_GIVEN TASK_
Can you format the lines below, from the line holding "Locate the hockey stick" through the line holding "x=298, y=267", inclusive, as a Markdown table with the columns Row and Entry Line? Number each row and skip blank lines.

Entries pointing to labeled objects
*****
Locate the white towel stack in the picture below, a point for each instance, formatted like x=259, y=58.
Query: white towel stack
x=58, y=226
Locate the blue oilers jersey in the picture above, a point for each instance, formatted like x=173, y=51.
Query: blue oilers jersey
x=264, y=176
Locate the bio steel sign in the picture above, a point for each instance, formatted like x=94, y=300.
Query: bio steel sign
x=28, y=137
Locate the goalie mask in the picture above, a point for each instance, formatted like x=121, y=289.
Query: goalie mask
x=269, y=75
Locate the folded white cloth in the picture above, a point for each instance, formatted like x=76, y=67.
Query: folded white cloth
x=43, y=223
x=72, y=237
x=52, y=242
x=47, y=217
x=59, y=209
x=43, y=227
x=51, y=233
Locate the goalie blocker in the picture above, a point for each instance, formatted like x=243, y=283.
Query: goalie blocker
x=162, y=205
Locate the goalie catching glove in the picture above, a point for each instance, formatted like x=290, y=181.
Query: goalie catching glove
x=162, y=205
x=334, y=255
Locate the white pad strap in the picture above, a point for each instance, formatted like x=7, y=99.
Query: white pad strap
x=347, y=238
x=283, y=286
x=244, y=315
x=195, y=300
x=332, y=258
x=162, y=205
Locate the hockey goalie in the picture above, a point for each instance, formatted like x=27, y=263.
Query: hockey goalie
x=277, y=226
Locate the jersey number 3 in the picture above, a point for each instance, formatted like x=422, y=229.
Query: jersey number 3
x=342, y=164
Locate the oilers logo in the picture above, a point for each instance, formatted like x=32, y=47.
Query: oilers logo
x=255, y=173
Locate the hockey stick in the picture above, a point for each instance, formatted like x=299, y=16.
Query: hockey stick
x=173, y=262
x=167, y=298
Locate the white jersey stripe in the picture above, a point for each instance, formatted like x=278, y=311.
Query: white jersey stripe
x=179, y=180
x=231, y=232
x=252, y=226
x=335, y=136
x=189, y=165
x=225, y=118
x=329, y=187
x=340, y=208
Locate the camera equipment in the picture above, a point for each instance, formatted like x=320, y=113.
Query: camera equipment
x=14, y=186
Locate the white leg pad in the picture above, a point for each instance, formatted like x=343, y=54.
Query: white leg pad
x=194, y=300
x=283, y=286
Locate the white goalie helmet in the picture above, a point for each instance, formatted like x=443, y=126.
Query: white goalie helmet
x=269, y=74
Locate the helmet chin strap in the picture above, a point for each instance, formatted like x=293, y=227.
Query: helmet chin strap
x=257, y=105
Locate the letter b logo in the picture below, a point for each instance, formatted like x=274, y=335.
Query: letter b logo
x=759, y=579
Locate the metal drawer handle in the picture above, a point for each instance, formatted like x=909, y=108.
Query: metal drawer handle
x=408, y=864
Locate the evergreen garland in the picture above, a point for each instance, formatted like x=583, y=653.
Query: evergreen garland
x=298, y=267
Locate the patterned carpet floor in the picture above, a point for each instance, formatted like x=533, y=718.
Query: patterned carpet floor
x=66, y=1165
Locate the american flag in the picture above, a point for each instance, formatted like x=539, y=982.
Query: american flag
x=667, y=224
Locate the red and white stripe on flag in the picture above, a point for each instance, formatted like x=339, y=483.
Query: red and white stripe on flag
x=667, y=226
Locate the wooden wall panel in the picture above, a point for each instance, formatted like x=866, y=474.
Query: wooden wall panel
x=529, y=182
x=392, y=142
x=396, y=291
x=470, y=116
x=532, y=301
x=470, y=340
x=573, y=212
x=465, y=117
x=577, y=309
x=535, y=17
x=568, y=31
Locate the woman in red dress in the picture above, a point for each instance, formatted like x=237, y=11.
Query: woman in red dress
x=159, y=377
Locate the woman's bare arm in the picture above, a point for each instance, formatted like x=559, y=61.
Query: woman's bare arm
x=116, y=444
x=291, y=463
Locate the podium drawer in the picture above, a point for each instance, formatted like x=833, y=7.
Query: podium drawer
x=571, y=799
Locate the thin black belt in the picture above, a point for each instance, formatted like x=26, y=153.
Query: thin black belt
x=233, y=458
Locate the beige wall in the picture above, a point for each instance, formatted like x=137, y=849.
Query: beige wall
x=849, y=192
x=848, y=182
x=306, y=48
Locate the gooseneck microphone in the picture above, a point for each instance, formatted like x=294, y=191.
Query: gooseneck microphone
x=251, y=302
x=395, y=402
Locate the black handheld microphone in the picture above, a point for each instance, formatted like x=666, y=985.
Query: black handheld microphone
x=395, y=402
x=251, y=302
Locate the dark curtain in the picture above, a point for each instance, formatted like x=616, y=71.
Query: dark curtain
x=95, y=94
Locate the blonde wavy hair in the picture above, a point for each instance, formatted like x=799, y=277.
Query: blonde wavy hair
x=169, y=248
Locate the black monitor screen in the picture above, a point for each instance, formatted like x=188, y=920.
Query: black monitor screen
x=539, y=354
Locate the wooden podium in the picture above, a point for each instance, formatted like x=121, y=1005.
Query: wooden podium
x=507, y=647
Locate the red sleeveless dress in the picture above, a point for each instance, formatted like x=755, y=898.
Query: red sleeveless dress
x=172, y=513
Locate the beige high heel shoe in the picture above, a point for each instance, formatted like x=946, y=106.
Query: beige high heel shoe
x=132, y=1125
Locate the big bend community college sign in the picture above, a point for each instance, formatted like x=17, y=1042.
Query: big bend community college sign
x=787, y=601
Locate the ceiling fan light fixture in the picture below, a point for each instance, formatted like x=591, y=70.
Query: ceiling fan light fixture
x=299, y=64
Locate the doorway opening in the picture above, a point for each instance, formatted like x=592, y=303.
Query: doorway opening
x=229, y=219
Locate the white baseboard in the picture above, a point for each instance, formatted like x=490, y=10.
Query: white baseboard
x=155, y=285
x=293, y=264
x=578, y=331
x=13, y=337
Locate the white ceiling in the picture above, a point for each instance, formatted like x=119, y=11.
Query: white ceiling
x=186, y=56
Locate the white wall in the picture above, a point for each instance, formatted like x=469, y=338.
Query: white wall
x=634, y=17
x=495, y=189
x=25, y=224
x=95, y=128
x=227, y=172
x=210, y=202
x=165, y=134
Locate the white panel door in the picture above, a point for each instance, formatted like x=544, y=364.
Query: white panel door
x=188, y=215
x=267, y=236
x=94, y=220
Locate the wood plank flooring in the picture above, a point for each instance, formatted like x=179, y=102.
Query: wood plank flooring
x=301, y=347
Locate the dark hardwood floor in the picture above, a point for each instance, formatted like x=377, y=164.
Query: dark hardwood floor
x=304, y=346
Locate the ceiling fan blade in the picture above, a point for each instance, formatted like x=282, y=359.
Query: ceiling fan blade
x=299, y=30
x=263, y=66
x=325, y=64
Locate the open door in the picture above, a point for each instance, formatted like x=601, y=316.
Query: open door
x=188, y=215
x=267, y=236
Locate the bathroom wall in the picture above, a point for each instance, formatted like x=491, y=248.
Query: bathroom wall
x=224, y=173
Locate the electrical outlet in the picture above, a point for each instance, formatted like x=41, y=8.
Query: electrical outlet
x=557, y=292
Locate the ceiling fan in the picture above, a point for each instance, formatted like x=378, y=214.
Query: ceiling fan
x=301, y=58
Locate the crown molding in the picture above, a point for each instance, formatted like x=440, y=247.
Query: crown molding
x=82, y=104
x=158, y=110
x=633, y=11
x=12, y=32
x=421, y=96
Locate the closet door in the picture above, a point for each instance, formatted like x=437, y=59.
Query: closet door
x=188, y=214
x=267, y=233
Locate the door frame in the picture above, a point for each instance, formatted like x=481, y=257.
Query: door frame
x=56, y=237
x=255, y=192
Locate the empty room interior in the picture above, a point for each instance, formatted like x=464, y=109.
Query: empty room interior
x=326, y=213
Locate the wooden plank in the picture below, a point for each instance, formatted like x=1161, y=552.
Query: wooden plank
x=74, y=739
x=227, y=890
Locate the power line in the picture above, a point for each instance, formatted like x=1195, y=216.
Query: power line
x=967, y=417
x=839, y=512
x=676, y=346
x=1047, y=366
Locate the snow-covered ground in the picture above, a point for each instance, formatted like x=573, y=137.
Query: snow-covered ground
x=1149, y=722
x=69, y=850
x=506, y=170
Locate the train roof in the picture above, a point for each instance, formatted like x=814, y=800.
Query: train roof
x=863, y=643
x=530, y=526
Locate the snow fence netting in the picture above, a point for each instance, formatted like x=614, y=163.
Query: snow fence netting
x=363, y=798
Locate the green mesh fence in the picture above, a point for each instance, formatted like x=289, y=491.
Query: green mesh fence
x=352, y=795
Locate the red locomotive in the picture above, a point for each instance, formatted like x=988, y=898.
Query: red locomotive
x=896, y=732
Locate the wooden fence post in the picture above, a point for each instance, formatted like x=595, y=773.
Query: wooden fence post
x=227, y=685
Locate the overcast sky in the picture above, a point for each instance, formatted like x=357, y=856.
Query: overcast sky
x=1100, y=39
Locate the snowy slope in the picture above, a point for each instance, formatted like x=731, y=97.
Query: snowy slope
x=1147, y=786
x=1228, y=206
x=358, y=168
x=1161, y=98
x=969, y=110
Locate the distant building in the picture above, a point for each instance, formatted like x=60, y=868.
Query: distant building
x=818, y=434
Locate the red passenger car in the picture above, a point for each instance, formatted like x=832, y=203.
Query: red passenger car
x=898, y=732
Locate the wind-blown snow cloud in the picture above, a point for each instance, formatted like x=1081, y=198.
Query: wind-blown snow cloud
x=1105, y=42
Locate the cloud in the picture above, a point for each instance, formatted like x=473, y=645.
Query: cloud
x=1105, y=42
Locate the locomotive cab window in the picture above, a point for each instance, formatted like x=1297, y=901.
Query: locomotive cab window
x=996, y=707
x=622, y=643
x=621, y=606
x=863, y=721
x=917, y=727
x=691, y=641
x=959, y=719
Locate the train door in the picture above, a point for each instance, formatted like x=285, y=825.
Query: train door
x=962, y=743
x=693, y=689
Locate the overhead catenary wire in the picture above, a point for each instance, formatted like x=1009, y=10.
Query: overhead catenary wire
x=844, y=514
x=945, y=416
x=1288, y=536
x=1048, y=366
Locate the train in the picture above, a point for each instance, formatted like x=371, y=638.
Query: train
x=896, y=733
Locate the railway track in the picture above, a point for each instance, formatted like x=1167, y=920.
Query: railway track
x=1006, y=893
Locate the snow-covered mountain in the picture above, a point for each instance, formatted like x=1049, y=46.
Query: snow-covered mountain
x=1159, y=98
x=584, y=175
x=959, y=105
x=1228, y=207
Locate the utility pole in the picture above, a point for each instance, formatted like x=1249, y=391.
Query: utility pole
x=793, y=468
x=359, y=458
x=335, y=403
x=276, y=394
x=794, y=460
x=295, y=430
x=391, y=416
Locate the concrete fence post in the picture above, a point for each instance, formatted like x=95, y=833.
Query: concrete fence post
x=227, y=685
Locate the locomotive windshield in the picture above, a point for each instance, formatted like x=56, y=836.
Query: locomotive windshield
*****
_EXPECTED ANSWER_
| Row | Entry Line |
|---|---|
| 1 | Locate the hockey stick in the picture above, a point for each instance, formatted like x=299, y=16. |
| 2 | Query: hockey stick |
| 3 | x=173, y=262 |
| 4 | x=167, y=298 |
| 5 | Locate the white jersey stripe in the picture above, a point for each instance, formatted like x=278, y=311. |
| 6 | Query: white jersey stripe |
| 7 | x=179, y=180 |
| 8 | x=231, y=232 |
| 9 | x=252, y=226 |
| 10 | x=335, y=136 |
| 11 | x=189, y=165 |
| 12 | x=225, y=118 |
| 13 | x=329, y=187 |
| 14 | x=340, y=208 |
| 15 | Locate the camera equipment in the picture above, a point for each instance, formatted like x=320, y=113. |
| 16 | Query: camera equipment |
| 17 | x=14, y=186 |
| 18 | Locate the white leg pad in the picture above, a point for each instance, formatted like x=343, y=54. |
| 19 | Query: white leg pad |
| 20 | x=194, y=300 |
| 21 | x=283, y=286 |
| 22 | Locate the white goalie helmet in the picture above, a point for each instance, formatted like x=443, y=126. |
| 23 | Query: white goalie helmet |
| 24 | x=269, y=74 |
| 25 | Locate the helmet chin strap in the picture above, a point for each instance, formatted like x=293, y=227. |
| 26 | Query: helmet chin strap |
| 27 | x=257, y=105 |
| 28 | Locate the letter b logo in the picture below, a point for each instance, formatted like x=274, y=335. |
| 29 | Query: letter b logo |
| 30 | x=759, y=579 |
| 31 | Locate the metal drawer handle in the picture above, a point for each instance, formatted like x=909, y=108. |
| 32 | Query: metal drawer handle |
| 33 | x=408, y=864 |
| 34 | Locate the evergreen garland in the picture above, a point for each instance, formatted like x=583, y=653. |
| 35 | Query: evergreen garland |
| 36 | x=298, y=267 |